§ **Set problem**:
Gather every line in the records below that contains the word "format", and copy each one out in full.

————————

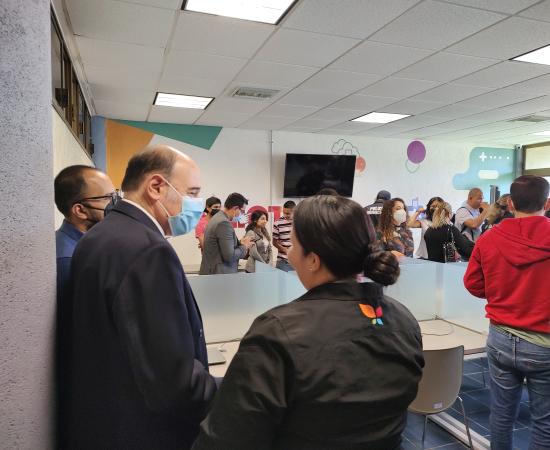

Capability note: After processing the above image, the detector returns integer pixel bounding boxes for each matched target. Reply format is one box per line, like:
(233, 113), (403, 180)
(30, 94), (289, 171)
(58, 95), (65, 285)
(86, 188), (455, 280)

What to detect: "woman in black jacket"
(424, 202), (474, 262)
(193, 195), (424, 450)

————————

§ **Task solution**:
Capability note: After processing the above image, the detector returns integer pixel bounding boxes for each matched target. Reply format is one box per line, like:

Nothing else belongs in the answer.